* [CONSIGNA 1] Edita el fragmento sobre el migrante salvadoreño: copia la parte que empieza con las palabras "Según los cálculos" y termina con "botas de trabajo.", sustituyendo "granjas" por "fincas".
* [CONSIGNA 2] Prosigue el relato sobre el migrante del asiento 7D a partir de su última oración.
═════ FRAGMENTO SELECCIONADO ═════
Según los cálculos del Ministerio de Relaciones Exteriores de El Salvador, el 94% de los migrantes salvadoreños se han ido para Estados Unidos, principalmente a los estados de Texas, California, Nueva York y Maryland. Sin embargo, el migrante del 7D solo había llegado a Texas para subirse en el avión. Él vive desde hace 38 años en Arkansas, un Estado vecino de Texas que no está de moda entre los migrantes, porque principalmente necesita mano de obra en granjas y ranchos de ganado, en pequeños pueblos alejados de las ciudades con concentración histórica de salvadoreños, guatemaltecos, hondureños.

El señor que iba a mi lado tiene 62 años. No se trata de un migrante con ganas de conocer Hollywood o Disneylandia. Es más bien alguien que añora su país, que nunca se adaptó. Vestía con sombrero, camisa de botones medio desabrochada, pantalón de tela y botas de trabajo.

La conversación empezó con alguna de esas frases sin importancia. No recuerdo si le dije que haría calorcito en El Salvador o quizá que ya pronto tendríamos unas pupusas de arroz en las manos. Luego le hice una de esas preguntas sin importancia que en los aviones son muy efectivas para que la gente te cuente sus vidas. '¿A ver a la familia?', o algo así. El migrante del 7D iba rumbo a Ahuachapán a ver a su papá, de 96 años que, claro, no estaría en el aeropuerto esperándolo, sino su cuñado que recién se había dejado con su hermana que, por cierto, también está allá en Arkansas, al igual que su esposa (la de él, no la de su hermana), sus tres hijos -ya hombres todos-, que le han dado nueve nietos con cuatro mujeres diferentes, dos buenas mujeres salvadoreñas, una puertorriqueña más o menos llevadera y una mexicana que realmente le cae muy mal al señor del asiento 7D. Es muy extravagante, según él.
═════ DATOS PROPORCIONADOS ═════
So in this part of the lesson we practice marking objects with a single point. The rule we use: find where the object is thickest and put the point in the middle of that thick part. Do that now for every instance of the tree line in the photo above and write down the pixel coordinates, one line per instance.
═════
* [RESPUESTA 1]
Según los cálculos del Ministerio de Relaciones Exteriores de El Salvador, el 94% de los migrantes salvadoreños se han ido para Estados Unidos, principalmente a los estados de Texas, California, Nueva York y Maryland. Sin embargo, el migrante del 7D solo había llegado a Texas para subirse en el avión. Él vive desde hace 38 años en Arkansas, un Estado vecino de Texas que no está de moda entre los migrantes, porque principalmente necesita mano de obra en fincas y ranchos de ganado, en pequeños pueblos alejados de las ciudades con concentración histórica de salvadoreños, guatemaltecos, hondureños.

El señor que iba a mi lado tiene 62 años. No se trata de un migrante con ganas de conocer Hollywood o Disneylandia. Es más bien alguien que añora su país, que nunca se adaptó. Vestía con sombrero, camisa de botones medio desabrochada, pantalón de tela y botas de trabajo.

* [RESPUESTA 2]
Luego hablamos de pandillas, pero resulta que en el pueblito donde el señor trabaja en una pollería y cuidando búfalos en un rancho -un pueblito cerca de Little Rock, la principal ciudad de Arkansas-, no hay pandillas. Hay tamales, pupusas, horchata, tortillas, de todo, porque en ese pueblito hay una minicomunidad centroamericana, debido a que el dueño de muchas rancherías cree que son los migrantes más trabajadores, pero no hay pandilleros. Según el señor del 7D es porque todos se conocen por ahí, y los vecinos están muy atentos para avisar al sheriff sobre cualquier extraño que llegue al pueblo, sobre todo si se trata de un joven latino. Cuando vivió en Houston, en cambio, dice que ¡ja!

La conversación se interrumpió cuando las aeromozas estadounidenses de Continental nos entregaron los documentos de registro y aduana que había que llenar para entregar en el aeropuerto de Comalapa. Los documentos estaban en inglés. El señor se puso sus lentes y miró fijamente uno de los papeles. Terminé de llenar los míos, y el señor seguía viendo fijamente el papel.

—¿Muy chiquita la letra, don?

—No, no es eso.

—¿No sabe leer en inglés?

—Mire, ¿para qué voy a seguir mirando este papel? Si yo más bien no sé leer en inglés, ni en ningún otro idioma.

Le rellené los formularios, y él concluyó que yo debía ser muy estudiado. Entonces preguntó qué andaba haciendo yo en Estados Unidos. Le conté que venía de un encuentro de periodistas en la Universidad de Texas, en Austin, que este año se había hablado sobre el problema de los migrantes en el mundo y cómo enfocar la cobertura para contar los grandes problemas de gente como él. Él concluyó que el encuentro ese era buenísimo y quiso saber más cosas.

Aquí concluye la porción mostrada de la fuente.